* **YOUR OBJECTIVE**
Repeat the lines below verbatim, starting at the line that contains "Question. Indicate each instance of the white building" and continuing through the last line.

* **Coordinate labeling data**
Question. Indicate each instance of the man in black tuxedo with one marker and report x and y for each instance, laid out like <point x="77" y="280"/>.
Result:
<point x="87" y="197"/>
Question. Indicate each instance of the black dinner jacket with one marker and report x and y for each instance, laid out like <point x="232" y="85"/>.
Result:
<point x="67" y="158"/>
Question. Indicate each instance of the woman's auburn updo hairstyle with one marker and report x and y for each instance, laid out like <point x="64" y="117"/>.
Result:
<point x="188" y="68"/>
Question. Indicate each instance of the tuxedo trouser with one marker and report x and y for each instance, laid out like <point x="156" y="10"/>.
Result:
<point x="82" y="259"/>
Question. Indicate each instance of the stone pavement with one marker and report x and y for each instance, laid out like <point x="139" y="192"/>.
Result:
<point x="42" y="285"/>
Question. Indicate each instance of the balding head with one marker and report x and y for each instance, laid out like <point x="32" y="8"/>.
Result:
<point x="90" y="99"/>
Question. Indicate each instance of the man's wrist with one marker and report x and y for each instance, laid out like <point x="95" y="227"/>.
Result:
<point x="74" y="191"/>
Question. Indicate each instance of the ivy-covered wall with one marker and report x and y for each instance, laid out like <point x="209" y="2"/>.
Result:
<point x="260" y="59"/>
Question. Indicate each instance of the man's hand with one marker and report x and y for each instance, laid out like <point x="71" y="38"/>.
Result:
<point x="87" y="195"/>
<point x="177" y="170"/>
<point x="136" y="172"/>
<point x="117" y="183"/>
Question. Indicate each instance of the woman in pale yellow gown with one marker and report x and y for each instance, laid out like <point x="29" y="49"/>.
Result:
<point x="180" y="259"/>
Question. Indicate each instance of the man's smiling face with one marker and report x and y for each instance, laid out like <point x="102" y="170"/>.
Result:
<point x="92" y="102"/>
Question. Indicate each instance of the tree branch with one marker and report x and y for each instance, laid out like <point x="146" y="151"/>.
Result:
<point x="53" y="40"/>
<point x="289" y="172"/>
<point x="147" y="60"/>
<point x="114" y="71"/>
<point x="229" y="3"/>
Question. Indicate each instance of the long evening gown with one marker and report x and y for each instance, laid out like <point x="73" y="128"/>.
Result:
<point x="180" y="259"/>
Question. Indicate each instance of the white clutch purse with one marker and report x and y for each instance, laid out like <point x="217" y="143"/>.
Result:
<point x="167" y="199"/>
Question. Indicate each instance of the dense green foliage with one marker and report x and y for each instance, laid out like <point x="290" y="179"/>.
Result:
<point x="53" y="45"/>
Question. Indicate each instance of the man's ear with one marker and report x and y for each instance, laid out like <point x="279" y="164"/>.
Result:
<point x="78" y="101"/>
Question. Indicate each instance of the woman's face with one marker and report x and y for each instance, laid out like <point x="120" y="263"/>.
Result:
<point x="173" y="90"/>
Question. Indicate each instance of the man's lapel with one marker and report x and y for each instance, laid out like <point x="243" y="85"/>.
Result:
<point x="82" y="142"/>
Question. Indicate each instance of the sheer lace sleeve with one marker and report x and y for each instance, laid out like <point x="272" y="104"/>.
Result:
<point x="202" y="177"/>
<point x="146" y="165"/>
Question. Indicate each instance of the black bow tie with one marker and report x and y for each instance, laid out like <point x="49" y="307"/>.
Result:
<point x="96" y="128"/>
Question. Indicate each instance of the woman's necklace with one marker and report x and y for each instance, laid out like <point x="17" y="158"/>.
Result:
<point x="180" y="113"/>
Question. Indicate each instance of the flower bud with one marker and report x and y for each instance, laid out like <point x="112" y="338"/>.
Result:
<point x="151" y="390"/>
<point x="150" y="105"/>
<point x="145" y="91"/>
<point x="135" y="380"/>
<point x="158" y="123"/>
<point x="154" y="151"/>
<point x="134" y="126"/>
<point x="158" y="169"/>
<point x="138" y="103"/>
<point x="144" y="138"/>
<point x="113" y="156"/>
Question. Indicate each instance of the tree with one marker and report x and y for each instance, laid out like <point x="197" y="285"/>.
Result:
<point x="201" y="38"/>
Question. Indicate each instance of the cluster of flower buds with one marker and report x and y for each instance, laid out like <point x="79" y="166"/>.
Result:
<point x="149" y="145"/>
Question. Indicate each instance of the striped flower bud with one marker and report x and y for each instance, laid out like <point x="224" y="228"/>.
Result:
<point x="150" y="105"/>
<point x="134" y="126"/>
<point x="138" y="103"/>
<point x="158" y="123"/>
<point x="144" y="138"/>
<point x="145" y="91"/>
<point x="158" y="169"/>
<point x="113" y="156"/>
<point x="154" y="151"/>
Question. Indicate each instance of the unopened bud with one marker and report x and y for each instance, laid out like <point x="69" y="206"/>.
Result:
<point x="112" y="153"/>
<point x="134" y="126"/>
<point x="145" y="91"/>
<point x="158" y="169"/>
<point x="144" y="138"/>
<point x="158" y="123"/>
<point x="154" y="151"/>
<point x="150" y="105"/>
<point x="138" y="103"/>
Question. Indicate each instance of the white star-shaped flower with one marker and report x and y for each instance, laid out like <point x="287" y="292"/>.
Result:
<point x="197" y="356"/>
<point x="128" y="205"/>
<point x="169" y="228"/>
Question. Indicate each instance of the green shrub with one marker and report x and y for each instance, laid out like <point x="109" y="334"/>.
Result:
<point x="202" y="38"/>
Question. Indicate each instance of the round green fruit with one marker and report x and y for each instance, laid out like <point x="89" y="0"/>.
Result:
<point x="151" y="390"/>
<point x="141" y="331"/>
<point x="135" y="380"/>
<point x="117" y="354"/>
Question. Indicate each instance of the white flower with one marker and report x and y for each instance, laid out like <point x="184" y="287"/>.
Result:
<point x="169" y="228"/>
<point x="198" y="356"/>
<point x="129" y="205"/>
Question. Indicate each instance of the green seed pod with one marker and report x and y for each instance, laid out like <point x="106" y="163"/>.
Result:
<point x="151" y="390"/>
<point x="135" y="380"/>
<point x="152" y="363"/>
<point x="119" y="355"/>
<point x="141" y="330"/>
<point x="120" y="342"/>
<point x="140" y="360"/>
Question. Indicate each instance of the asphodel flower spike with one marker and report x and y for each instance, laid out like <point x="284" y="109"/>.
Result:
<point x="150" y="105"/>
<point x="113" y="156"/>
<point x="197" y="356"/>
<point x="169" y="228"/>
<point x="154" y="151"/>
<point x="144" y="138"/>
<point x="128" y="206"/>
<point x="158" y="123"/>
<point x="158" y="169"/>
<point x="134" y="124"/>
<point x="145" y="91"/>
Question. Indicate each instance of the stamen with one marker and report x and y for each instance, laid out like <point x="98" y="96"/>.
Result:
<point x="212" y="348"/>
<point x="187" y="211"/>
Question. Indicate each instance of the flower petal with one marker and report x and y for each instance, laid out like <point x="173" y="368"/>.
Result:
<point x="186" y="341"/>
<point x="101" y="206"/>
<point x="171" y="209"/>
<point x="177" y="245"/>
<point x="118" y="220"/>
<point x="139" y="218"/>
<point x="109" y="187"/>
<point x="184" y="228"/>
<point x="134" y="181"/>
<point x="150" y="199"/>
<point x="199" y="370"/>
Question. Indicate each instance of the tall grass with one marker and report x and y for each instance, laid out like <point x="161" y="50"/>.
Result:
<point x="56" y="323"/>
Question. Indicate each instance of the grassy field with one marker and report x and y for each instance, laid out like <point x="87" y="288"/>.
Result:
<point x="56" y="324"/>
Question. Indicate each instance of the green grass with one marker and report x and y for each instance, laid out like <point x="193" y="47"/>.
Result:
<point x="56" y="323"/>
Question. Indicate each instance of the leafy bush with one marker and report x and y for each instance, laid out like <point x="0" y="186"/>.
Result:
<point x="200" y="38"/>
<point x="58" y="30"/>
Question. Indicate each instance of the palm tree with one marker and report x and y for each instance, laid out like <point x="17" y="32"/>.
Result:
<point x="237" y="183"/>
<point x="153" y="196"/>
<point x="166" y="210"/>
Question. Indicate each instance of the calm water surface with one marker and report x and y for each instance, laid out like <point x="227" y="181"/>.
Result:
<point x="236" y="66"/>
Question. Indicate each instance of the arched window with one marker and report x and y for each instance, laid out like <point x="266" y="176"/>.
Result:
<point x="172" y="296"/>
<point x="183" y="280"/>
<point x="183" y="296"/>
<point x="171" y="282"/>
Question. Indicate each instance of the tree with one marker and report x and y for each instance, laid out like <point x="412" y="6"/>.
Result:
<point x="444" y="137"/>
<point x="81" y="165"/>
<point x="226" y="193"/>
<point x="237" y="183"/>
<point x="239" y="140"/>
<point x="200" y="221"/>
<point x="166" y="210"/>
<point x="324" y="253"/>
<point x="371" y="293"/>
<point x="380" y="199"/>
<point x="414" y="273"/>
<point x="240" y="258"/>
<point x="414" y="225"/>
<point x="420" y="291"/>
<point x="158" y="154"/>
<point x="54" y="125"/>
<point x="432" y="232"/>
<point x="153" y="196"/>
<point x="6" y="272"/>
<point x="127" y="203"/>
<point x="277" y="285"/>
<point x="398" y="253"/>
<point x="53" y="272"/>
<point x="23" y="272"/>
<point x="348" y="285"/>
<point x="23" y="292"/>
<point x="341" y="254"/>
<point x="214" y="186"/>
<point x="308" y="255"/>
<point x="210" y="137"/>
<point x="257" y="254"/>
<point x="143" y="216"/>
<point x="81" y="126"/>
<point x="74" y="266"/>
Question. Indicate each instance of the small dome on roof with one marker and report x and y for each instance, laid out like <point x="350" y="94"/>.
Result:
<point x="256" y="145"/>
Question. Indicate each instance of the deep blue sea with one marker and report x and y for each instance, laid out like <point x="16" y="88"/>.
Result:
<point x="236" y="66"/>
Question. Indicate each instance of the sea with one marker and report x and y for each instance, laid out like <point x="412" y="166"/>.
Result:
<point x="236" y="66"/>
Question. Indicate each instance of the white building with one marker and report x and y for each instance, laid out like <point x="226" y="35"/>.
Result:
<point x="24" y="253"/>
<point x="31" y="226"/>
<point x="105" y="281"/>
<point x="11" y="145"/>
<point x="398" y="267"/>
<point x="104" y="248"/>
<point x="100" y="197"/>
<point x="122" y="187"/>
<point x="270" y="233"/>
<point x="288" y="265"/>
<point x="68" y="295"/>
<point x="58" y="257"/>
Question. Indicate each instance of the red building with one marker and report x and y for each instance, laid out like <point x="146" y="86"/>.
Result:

* **FINAL RESULT**
Question. Indicate each instance of the white building with one marker and report x and y for each instance, laid out like <point x="226" y="35"/>.
Result:
<point x="24" y="253"/>
<point x="31" y="226"/>
<point x="105" y="281"/>
<point x="11" y="145"/>
<point x="398" y="267"/>
<point x="104" y="248"/>
<point x="100" y="197"/>
<point x="122" y="187"/>
<point x="270" y="233"/>
<point x="288" y="265"/>
<point x="68" y="295"/>
<point x="58" y="257"/>
Question. Indicate each instance of the red building with one marker and report x and y for each instance, laid out like <point x="146" y="86"/>.
Result:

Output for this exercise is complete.